Selected passage START
Holchem Insights: Disinfection Techniques

Blog | 7 August 2017

Here at Holchem we advise our clients on the correct type of disinfection technique to suit their requirements. Here's an insight into the three methods; the application technique depends largely on the type of surface being disinfected.


1. Spray Disinfection

Spraying disinfection is a versatile and economic method that gives good coverage and is the most common method for applying disinfectant to surfaces.

Any pooling of rinse water needs to be removed from surfaces before the disinfectant spray is used; application can be carried out in a variety of methods including:

  • Small trigger sprayers
  • Pump-up sprayers, such as Duraspray
  • Compressed air driven sprayers, such as PD400 or Dema Sprayers
  • Via a high pressure washdown system using a high-pressure injector
  • Via a medium pressure system, either mobile or static.


2. Soak Disinfection

Soak disinfection is highly effective due to the full immersion of items into disinfectant.  This method is mostly confined to small items such as utensils, knives, cutting boards and small machinery parts.


3. Aerial Disinfection (Fogging)

Primarily carried out in high care processing environments particularly cheese manufacture, salad, sandwich, ready meals, cooked meats and dairies.

Certain food processing environments may require fogging to ensure a reduction in airborne microorganisms that could come from sources such as low risk areas, people and aerosols; with sampling identifying where this needs to take place.  Fogging should only be conducted after all cleaning and disinfection of food contact surfaces has taken place, and never as an alternative to surface disinfection. It is typically carried out using a disinfectant solution applied via a fogging unit.

Several types of fogging units are used throughout the food industry: 

  • Trolley Units powered by compressed air are completely portable and hold 25 litres of diluted disinfectant solution.  Output is a constant 0.50 l/min. Particle size is dependent on air pressure and is variable from sub-micron to 100 micron and appropriate for fogging rooms of a volume up to 300m³.
  • Built in systems will typically be used for production areas larger than 300m³.  The disinfectant fog is generated by the system mixing compressed air and diluted disinfectant solution at a number of installed nozzles.
Selected passage END
Problem :: Summarize the blog post on disinfection techniques in two sentences.
Dataset records START
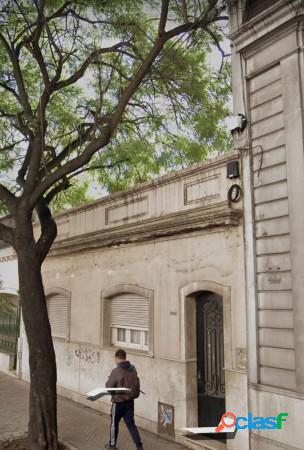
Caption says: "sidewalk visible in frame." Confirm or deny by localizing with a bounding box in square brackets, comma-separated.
[0, 372, 184, 450]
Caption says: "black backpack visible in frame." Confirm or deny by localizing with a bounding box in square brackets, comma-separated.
[122, 366, 140, 400]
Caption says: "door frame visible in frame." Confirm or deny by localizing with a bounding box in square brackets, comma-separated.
[180, 280, 233, 427]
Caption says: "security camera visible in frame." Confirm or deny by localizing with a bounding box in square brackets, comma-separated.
[226, 114, 247, 134]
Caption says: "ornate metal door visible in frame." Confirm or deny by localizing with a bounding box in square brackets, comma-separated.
[197, 292, 225, 426]
[0, 294, 20, 370]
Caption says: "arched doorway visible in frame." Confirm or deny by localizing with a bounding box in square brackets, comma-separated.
[180, 280, 232, 430]
[195, 291, 225, 427]
[0, 293, 20, 370]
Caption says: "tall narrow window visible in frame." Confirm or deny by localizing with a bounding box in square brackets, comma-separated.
[111, 294, 150, 351]
[47, 293, 70, 340]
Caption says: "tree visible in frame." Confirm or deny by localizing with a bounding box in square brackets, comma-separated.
[0, 0, 227, 450]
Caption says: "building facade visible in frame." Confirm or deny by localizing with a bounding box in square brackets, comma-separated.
[230, 0, 304, 450]
[0, 0, 304, 450]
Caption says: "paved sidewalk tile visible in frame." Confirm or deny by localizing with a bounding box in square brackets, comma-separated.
[0, 372, 184, 450]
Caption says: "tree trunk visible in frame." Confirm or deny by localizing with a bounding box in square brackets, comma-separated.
[15, 213, 58, 450]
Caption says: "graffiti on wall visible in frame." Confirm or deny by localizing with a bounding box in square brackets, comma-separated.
[75, 346, 101, 364]
[65, 345, 101, 366]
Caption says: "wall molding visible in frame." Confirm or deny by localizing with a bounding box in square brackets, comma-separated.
[50, 200, 243, 256]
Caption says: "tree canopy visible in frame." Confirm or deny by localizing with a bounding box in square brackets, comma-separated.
[0, 0, 231, 212]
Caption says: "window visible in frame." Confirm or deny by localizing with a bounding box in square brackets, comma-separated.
[111, 294, 150, 351]
[47, 292, 70, 340]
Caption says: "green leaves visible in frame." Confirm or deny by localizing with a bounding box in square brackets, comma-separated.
[0, 0, 232, 211]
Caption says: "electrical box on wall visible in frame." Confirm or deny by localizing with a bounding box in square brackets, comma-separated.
[227, 160, 240, 178]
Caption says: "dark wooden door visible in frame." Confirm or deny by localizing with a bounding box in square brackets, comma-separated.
[196, 292, 225, 427]
[0, 294, 20, 370]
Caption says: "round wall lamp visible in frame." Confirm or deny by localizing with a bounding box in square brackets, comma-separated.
[228, 184, 242, 203]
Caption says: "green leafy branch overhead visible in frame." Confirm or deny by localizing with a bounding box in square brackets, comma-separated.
[0, 0, 231, 223]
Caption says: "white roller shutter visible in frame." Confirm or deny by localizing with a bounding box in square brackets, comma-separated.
[111, 294, 149, 330]
[47, 294, 70, 339]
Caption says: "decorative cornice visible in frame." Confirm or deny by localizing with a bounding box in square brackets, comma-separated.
[50, 151, 239, 221]
[50, 201, 243, 256]
[229, 0, 304, 48]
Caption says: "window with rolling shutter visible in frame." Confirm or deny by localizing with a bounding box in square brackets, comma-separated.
[111, 294, 150, 350]
[47, 294, 70, 340]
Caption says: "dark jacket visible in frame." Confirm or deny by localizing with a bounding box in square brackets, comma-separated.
[106, 361, 140, 403]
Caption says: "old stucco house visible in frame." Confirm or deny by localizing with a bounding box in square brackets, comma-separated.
[0, 0, 304, 450]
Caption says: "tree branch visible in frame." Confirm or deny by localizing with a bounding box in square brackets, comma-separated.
[54, 42, 128, 91]
[0, 33, 33, 118]
[0, 222, 15, 247]
[36, 198, 57, 263]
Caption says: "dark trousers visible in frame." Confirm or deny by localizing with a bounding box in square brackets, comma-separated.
[110, 400, 142, 447]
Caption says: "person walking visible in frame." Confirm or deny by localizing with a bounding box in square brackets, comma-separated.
[105, 349, 144, 450]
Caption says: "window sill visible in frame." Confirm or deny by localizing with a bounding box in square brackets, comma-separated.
[102, 345, 154, 358]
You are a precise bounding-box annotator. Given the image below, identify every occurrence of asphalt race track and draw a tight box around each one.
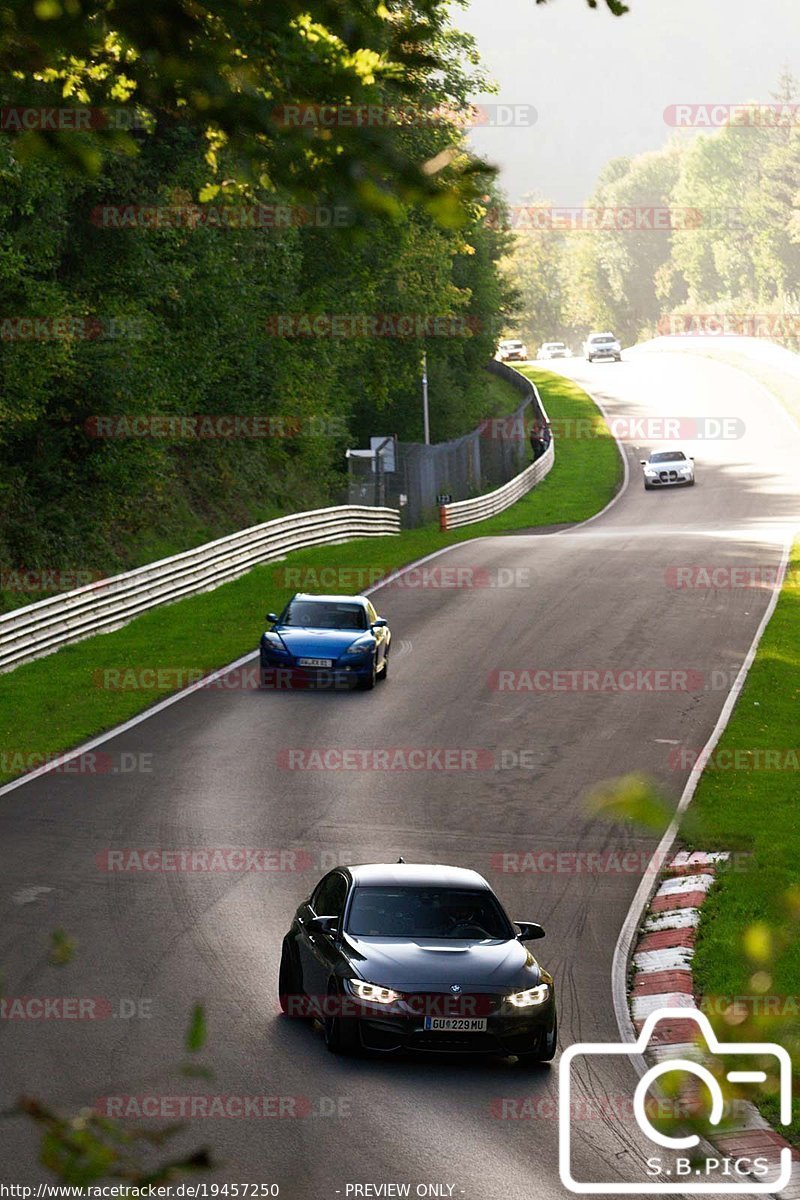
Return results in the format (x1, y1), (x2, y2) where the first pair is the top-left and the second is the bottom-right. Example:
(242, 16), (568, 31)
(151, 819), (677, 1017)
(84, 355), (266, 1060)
(0, 354), (799, 1200)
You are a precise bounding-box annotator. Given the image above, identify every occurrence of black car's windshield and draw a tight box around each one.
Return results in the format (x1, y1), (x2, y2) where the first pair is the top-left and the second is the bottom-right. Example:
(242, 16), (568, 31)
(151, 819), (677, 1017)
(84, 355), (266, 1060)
(347, 887), (515, 940)
(281, 600), (367, 629)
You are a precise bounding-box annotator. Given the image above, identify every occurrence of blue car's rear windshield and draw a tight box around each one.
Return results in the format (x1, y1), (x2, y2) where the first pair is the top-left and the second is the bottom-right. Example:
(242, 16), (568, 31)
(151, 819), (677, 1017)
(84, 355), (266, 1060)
(281, 600), (367, 629)
(347, 887), (515, 941)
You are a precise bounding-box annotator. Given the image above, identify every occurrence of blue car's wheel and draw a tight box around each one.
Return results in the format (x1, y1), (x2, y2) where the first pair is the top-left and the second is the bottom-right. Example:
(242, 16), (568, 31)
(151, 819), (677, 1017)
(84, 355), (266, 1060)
(359, 659), (378, 691)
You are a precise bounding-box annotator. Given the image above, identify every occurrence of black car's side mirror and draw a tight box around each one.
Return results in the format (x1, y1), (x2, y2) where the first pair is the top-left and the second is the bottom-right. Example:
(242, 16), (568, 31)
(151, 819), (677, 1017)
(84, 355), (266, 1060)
(515, 920), (545, 942)
(306, 917), (339, 934)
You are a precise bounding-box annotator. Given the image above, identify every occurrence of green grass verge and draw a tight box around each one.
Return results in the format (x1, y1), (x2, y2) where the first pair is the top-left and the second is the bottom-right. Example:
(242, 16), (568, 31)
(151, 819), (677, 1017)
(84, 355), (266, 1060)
(0, 371), (621, 781)
(685, 541), (800, 1142)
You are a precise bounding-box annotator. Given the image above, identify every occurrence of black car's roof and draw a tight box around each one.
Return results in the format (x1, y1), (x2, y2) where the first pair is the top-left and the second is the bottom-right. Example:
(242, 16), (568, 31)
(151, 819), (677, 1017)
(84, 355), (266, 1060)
(289, 592), (367, 608)
(347, 863), (492, 892)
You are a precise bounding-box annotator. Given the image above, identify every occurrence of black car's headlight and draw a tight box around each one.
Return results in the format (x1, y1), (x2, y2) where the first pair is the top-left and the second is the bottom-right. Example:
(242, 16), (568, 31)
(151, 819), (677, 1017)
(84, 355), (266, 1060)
(506, 983), (551, 1008)
(261, 634), (289, 654)
(348, 979), (403, 1004)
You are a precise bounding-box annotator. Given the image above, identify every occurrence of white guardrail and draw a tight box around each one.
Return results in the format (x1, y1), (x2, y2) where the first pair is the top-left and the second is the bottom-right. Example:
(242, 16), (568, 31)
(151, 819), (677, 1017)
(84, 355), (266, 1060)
(439, 388), (555, 529)
(0, 504), (401, 671)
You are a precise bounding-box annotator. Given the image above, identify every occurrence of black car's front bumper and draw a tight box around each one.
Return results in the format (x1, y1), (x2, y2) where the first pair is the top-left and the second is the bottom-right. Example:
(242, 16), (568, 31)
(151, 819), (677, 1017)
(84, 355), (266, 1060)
(345, 989), (555, 1056)
(260, 650), (373, 691)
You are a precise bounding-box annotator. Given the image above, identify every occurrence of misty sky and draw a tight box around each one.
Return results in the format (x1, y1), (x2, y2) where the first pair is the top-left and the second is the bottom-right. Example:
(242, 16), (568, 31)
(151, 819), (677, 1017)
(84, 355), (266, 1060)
(453, 0), (800, 205)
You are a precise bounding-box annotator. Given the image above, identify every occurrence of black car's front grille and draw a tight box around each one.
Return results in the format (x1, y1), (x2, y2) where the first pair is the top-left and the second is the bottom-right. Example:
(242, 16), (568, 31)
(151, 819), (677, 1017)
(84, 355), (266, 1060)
(408, 991), (503, 1016)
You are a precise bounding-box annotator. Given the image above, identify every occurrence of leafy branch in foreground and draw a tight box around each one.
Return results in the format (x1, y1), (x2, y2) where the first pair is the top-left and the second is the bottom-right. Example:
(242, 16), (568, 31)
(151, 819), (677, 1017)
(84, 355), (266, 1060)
(0, 930), (215, 1188)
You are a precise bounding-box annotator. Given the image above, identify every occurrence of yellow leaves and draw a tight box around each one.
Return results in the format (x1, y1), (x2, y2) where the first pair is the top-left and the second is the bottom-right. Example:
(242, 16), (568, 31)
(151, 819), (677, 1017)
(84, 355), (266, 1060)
(344, 49), (383, 84)
(420, 146), (459, 175)
(742, 920), (775, 965)
(34, 0), (64, 20)
(588, 774), (672, 833)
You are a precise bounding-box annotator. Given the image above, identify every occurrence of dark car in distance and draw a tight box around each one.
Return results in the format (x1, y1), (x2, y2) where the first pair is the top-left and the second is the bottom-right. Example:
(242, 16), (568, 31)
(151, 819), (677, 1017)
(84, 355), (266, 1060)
(278, 860), (557, 1063)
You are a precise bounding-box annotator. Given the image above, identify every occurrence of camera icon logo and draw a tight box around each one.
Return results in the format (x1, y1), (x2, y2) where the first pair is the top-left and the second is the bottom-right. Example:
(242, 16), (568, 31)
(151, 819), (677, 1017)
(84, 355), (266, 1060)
(559, 1008), (792, 1195)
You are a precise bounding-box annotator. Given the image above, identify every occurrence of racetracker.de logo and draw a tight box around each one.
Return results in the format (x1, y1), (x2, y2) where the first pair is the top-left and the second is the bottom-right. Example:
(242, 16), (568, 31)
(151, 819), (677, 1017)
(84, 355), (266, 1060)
(479, 416), (746, 446)
(277, 746), (495, 772)
(95, 846), (317, 875)
(487, 667), (705, 695)
(483, 204), (744, 233)
(272, 103), (539, 131)
(0, 104), (146, 133)
(657, 312), (800, 342)
(664, 563), (786, 592)
(0, 750), (154, 775)
(95, 1092), (350, 1121)
(664, 103), (800, 130)
(264, 312), (483, 340)
(89, 204), (354, 230)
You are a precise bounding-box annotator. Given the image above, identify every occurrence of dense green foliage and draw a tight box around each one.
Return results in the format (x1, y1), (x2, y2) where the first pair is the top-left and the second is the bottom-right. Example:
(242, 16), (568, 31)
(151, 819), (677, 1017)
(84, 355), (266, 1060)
(0, 371), (621, 782)
(0, 4), (525, 590)
(509, 69), (800, 348)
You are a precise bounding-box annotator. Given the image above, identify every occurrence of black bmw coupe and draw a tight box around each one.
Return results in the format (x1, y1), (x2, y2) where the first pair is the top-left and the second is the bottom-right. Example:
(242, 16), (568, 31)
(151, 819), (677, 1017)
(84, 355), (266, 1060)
(278, 860), (557, 1063)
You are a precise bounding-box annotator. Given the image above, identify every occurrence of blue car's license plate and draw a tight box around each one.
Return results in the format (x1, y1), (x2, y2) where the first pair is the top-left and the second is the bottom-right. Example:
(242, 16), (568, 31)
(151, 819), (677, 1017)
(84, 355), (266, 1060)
(425, 1016), (486, 1033)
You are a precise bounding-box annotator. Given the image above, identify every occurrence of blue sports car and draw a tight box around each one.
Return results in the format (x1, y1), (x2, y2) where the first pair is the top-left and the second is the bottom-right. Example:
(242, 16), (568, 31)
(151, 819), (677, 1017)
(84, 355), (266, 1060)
(260, 592), (392, 688)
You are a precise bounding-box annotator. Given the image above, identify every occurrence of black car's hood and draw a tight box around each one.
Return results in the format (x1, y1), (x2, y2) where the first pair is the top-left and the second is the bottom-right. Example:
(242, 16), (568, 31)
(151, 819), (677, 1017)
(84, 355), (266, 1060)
(343, 934), (541, 992)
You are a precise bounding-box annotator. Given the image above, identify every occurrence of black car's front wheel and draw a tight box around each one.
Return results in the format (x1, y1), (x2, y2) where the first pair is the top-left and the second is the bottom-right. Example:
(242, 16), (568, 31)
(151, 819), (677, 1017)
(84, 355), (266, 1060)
(323, 983), (361, 1055)
(278, 937), (302, 1016)
(517, 1021), (559, 1067)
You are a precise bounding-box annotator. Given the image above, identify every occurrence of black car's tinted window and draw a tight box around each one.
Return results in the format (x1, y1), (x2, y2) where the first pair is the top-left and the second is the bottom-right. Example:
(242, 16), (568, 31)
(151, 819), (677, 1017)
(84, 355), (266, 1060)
(281, 600), (367, 630)
(348, 887), (513, 938)
(312, 871), (347, 917)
Dataset records END
Answer to this task :: The post describes three disinfection methods (spray, soak, and aerial fogging) and notes that the choice of technique depends largely on the type of surface being disinfected. Spraying is the most common method and is versatile and economic, soaking fully immerses small items such as utensils and knives, and fogging reduces airborne microorganisms in high care food processing environments but should be done only after surface cleaning and disinfection, never as a substitute for them.